Do this: Rewrite every line of the listing below. Scale each x and y coordinate in the answer points by 2.1 and round to whole numbers, with halves going up, but leave all other lines, including their sample coordinates, unchanged.

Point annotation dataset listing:
====
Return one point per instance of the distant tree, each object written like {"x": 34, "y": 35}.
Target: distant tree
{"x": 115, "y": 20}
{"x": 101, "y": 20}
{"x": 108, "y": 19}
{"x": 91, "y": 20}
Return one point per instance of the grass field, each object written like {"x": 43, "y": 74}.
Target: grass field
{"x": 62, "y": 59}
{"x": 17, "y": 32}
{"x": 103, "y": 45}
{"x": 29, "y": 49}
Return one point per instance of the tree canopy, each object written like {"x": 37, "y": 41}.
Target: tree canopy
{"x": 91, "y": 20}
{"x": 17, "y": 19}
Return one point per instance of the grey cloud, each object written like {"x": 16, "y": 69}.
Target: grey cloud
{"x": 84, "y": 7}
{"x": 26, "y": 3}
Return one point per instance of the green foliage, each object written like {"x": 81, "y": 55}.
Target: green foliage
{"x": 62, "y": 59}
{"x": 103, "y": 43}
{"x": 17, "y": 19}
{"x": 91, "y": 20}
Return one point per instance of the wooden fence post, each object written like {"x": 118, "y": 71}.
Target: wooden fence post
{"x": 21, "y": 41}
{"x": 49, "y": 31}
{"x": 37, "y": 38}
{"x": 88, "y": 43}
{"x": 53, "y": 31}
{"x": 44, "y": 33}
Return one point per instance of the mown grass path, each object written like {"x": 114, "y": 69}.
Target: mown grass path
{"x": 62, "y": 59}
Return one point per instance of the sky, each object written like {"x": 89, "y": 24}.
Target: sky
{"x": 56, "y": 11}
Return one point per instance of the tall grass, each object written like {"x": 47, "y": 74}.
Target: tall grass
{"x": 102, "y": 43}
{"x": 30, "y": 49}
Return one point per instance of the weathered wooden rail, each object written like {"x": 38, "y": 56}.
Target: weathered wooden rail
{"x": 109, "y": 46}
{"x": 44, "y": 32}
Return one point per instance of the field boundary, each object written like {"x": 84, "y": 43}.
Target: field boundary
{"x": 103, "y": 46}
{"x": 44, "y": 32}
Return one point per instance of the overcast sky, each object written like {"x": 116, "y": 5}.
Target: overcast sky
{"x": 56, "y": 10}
====
Result below:
Return one point per instance of the distant tree, each object written like {"x": 34, "y": 35}.
Target: distant tree
{"x": 242, "y": 42}
{"x": 212, "y": 42}
{"x": 227, "y": 40}
{"x": 191, "y": 42}
Return one point per instance of the grass field, each object written like {"x": 43, "y": 74}.
Target: grass field
{"x": 130, "y": 124}
{"x": 36, "y": 67}
{"x": 216, "y": 95}
{"x": 61, "y": 103}
Return one point per instance of the tree canopy, each object written like {"x": 37, "y": 41}.
Target: tree canopy
{"x": 191, "y": 42}
{"x": 36, "y": 40}
Return one point per instance of the grey cloud, each object written like {"x": 16, "y": 69}.
Target: grey cloud
{"x": 176, "y": 15}
{"x": 55, "y": 6}
Return one point per instance of the green foliage, each object written like {"x": 81, "y": 55}.
Target: green foliage
{"x": 130, "y": 124}
{"x": 216, "y": 90}
{"x": 36, "y": 40}
{"x": 191, "y": 42}
Return one point per instance of the wooden fence post, each object written like {"x": 118, "y": 71}.
Target: wooden fence post
{"x": 44, "y": 86}
{"x": 103, "y": 65}
{"x": 78, "y": 80}
{"x": 185, "y": 90}
{"x": 111, "y": 65}
{"x": 92, "y": 69}
Return one point per instance of the mown grass path, each object written like {"x": 114, "y": 69}.
Target: mown grass path
{"x": 130, "y": 124}
Return one point per instance of the sky, each object written like {"x": 89, "y": 24}.
Target: sky
{"x": 118, "y": 23}
Return one point per instance of the tall grass, each object written like {"x": 47, "y": 74}.
Target: tall grass
{"x": 214, "y": 90}
{"x": 63, "y": 103}
Return one point per instance of the weathered wooden rail, each object written like {"x": 38, "y": 56}.
Target: weathered wooden rail
{"x": 229, "y": 97}
{"x": 92, "y": 67}
Return one point per instance of the field boundary, each object written like {"x": 84, "y": 43}.
Target: field boundary
{"x": 216, "y": 97}
{"x": 92, "y": 67}
Return one point per instance of the overcast sky, each object written like {"x": 116, "y": 5}.
Target: overcast sky
{"x": 118, "y": 21}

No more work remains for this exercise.